Collection entries –
<<<<
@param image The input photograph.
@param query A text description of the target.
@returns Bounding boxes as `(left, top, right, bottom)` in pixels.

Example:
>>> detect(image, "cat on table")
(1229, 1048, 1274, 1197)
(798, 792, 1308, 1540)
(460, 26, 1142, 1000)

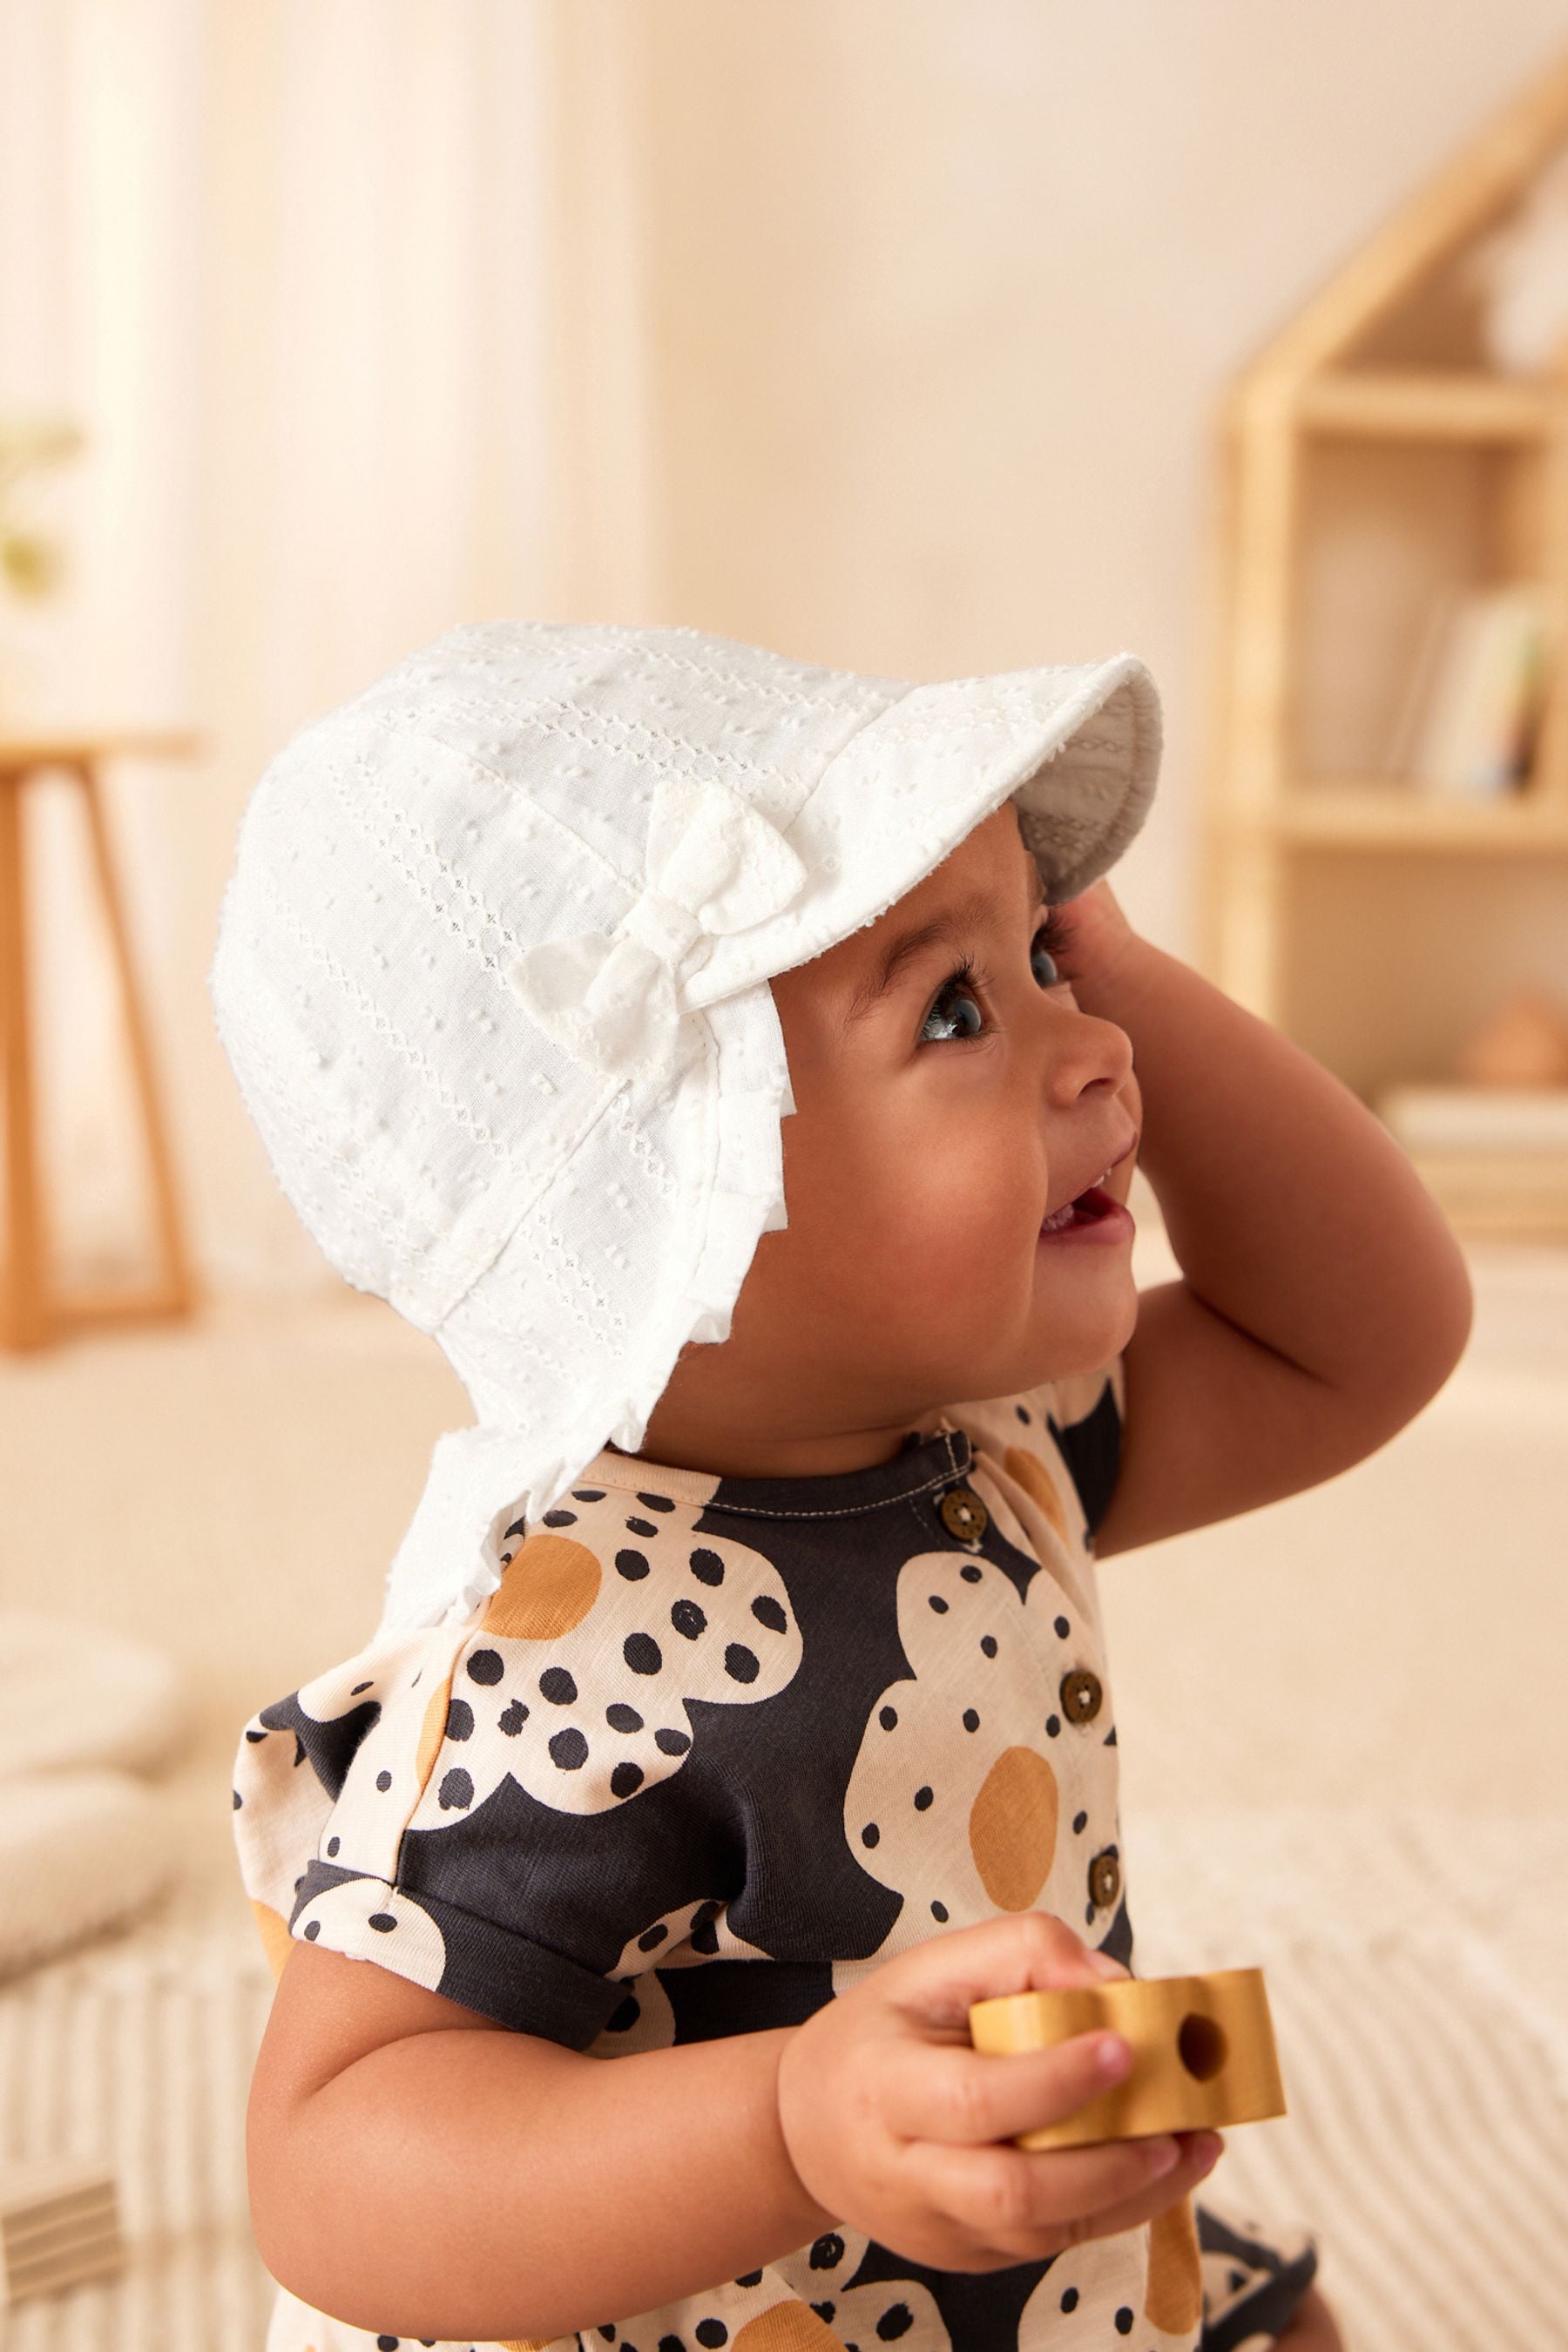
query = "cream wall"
(3, 2, 1566, 1294)
(631, 1, 1568, 939)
>>>>
From the line with "of the target." to the last line above, restate each line word for word, but skip the pictures.

RESULT FOR THIS EXERCISE –
@param query A text description of the target.
@returns Bounding boxes as `(left, top, right, bottom)` in pixels.

Example:
>>> detect(image, "cat on table")
(1229, 1048, 1274, 1197)
(798, 792, 1308, 1540)
(460, 26, 1142, 1000)

query = "cream wall"
(3, 2, 1566, 1294)
(631, 1, 1568, 939)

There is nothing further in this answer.